| Text block |
10 days in Peru- A rough itinerary

The Incas could never have predicted that hundreds of years after their disappearance Peru would become one of the most visited destinations in all of South America. The diversity of activities you can experience in Peru will leave you more breathless than the altitude change you’ll feel upon arriving to its vibrant city of Cuzco, which was once the capital of the Inca Empire. From desert sands and miles of coastline beaches, to lush green virgin rainforest, and the crowning glory of Machu Picchu, Peru has something for everyone to experience.

You could probably stay in Peru for 6 months and tackle all of the hiking trails, live among the local tribes in its Amazonian rainforests, or surf and eat your way slowly from north to south and back again. If you’ve only got 10 days to explore, this itinerary can help you decide what to see on this trip, and although many variations are possible, I’ve picked locations that can best help you get an understanding of the culture and history.

1 day in Lima
Admire Lima’s historic center, which was declared a UNESCO World Heritage Site. You can stroll through the Plaza Mayor, which is surrounded by 5 important buildings: the Government Palace, the Cathedral, the Archbishop´s Palace, the Municipal Palace, and the Palace of Lima. Lima is the 5th largest city in Latin America, and besides being Peru’s capital, some of its buildings from the colonial era still stand, a feature of these buildings being their prominent balconies, which adorn the lively and bustling area.

| Dataset content |
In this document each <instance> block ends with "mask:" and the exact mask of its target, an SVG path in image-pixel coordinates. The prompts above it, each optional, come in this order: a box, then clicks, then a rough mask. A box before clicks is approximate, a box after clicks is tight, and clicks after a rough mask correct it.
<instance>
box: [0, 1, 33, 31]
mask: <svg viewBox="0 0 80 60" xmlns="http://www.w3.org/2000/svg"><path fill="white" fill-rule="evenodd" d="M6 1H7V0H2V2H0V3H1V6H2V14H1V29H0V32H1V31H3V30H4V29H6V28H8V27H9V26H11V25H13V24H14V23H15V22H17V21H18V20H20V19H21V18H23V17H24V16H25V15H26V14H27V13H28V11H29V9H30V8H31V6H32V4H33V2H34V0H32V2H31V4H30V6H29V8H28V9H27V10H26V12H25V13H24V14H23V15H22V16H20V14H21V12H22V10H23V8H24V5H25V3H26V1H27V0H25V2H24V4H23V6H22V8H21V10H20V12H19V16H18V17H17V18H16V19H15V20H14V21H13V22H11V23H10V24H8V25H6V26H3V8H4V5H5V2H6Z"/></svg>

| Aim of the task |
Please write out again the part of the Peru itinerary above that opens with the words containing "The Incas could" and closes with "everyone to experience.", switching "Cuzco" to "Cusco".

| Your response |
The Incas could never have predicted that hundreds of years after their disappearance Peru would become one of the most visited destinations in all of South America. The diversity of activities you can experience in Peru will leave you more breathless than the altitude change you’ll feel upon arriving to its vibrant city of Cusco, which was once the capital of the Inca Empire. From desert sands and miles of coastline beaches, to lush green virgin rainforest, and the crowning glory of Machu Picchu, Peru has something for everyone to experience.